## Instructions for the task
Quote the lines in the items below, starting at the line that contains "Please annotate the bare" and stopping after the line that contains "Target: bare tree branch", with both of those lines included.

## Task inputs
····················

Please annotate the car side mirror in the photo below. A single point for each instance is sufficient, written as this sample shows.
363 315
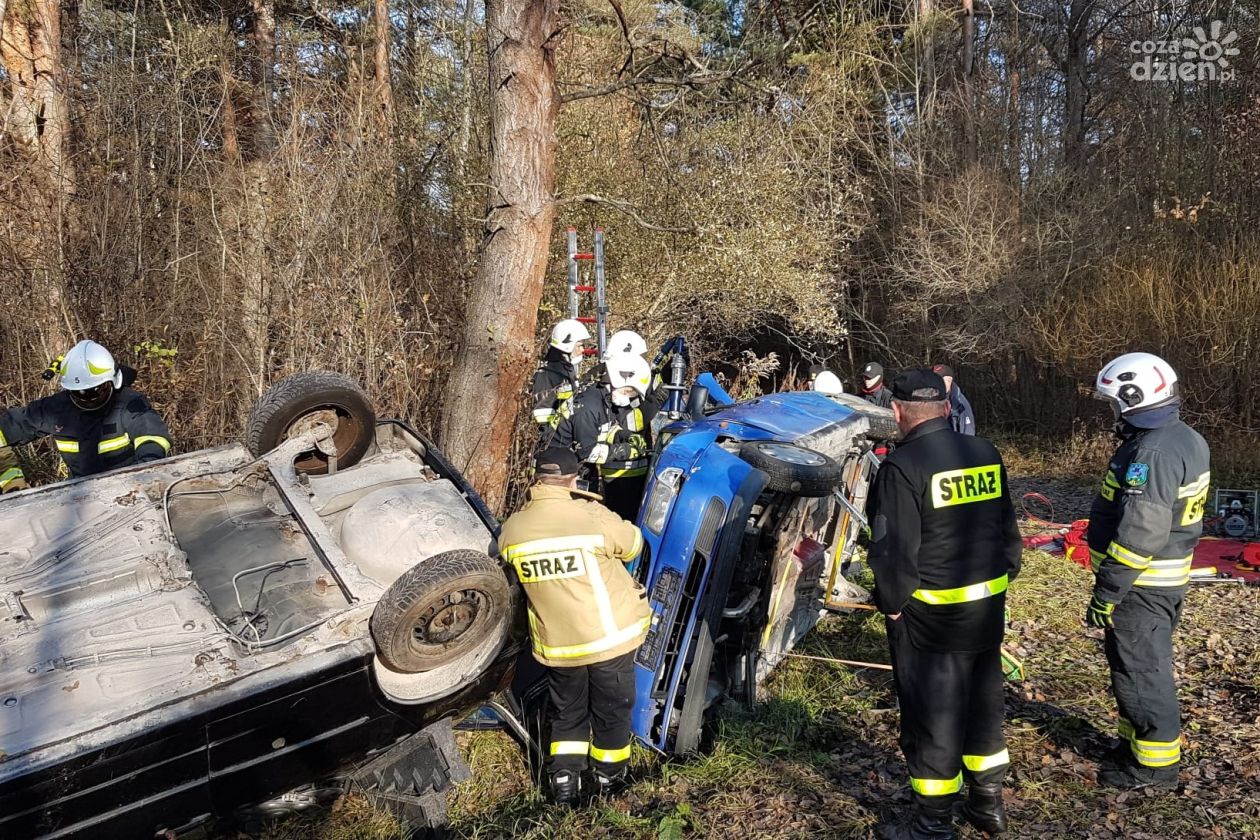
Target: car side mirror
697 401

····················

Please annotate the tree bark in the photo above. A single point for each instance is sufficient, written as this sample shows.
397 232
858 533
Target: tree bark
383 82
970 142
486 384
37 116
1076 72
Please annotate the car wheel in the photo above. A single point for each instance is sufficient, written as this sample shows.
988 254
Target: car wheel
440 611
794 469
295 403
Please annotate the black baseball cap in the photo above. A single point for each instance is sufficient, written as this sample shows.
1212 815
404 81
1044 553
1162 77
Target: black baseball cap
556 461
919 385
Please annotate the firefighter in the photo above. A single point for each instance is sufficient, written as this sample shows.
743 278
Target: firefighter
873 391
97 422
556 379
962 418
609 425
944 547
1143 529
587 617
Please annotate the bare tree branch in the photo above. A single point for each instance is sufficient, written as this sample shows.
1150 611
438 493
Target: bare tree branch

····················

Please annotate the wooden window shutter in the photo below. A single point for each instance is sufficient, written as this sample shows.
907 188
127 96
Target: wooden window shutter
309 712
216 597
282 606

····················

## Completed task
Please annotate the bare tree branch in the photo above. A single point for each instance is sufficient, written as this sample shows.
1150 611
438 493
Target: bare tree branch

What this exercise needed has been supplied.